◆ Records provided:
──────────────────────────────

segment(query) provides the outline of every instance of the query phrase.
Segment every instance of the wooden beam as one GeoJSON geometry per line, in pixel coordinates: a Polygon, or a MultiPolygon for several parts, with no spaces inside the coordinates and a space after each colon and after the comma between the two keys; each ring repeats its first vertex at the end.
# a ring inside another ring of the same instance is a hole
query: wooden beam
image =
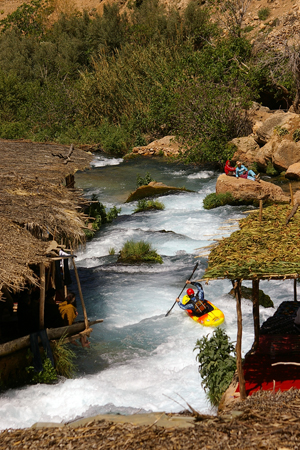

──────────────────────────────

◆ Problem statement:
The line that contains "Segment every instance" opens the part to copy, and the last line of the records closes it; set down those lines exactly, pictures excluded.

◆ Output for this exercise:
Segment every instance of the wooden beam as one GeoJSON geometry per line, in pixel coordinates: a Polygon, or a MultiPolygon for several parts, with no spaces inside the coordinates and a space after each colon and after the comma between the two keys; each ring repeats its first vertex at the end.
# a ring inside another ring of the same instance is a hole
query: wooden beam
image =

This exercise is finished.